### Written instruction
Reproduce the items from the start of the records through the line containing "281 145 331 186", including that line. Keep the requests unchanged, but scale every bounding box coordinate in the answers by 0.35 and round each result to a whole number, with halves rounding up.

### Data
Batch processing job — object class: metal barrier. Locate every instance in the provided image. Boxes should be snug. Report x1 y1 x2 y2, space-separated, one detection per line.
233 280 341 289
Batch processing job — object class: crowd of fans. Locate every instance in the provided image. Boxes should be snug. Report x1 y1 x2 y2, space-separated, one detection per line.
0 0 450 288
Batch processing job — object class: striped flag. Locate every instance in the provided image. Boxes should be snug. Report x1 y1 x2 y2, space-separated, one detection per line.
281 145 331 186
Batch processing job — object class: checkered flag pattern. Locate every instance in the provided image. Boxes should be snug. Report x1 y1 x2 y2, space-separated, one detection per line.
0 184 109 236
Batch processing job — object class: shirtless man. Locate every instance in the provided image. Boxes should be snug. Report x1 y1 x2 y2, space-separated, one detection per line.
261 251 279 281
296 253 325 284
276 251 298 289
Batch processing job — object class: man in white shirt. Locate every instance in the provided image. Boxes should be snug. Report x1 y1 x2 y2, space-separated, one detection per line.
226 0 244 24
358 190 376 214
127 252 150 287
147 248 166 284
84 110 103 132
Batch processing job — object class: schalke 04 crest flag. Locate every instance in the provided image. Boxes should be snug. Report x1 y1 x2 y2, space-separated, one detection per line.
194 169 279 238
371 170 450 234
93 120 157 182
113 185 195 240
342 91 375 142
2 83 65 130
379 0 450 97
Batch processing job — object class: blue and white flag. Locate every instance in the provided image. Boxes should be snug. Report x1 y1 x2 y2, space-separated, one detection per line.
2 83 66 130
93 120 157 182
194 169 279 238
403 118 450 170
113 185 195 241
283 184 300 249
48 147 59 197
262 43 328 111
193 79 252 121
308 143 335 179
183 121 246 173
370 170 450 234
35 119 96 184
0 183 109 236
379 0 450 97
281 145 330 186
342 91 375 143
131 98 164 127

### The result
Batch processing job — object class: metal barrier. Locate every instance in the provided image. Boxes should be snug. Report x1 y1 x2 y2, space-separated, one detection per line.
82 98 119 101
Batch processing job — object class: crowd of fans. Locate every instance in the provided image. Boxes should be snug. Report x1 y1 x2 y2, space-separated, one detection per line.
0 0 158 101
Batch processing job — object class: striped flag. Locate every instance in the provided image. Boxes should be snug. Report x1 y1 x2 y2, space-separated, one detection per line.
98 51 116 65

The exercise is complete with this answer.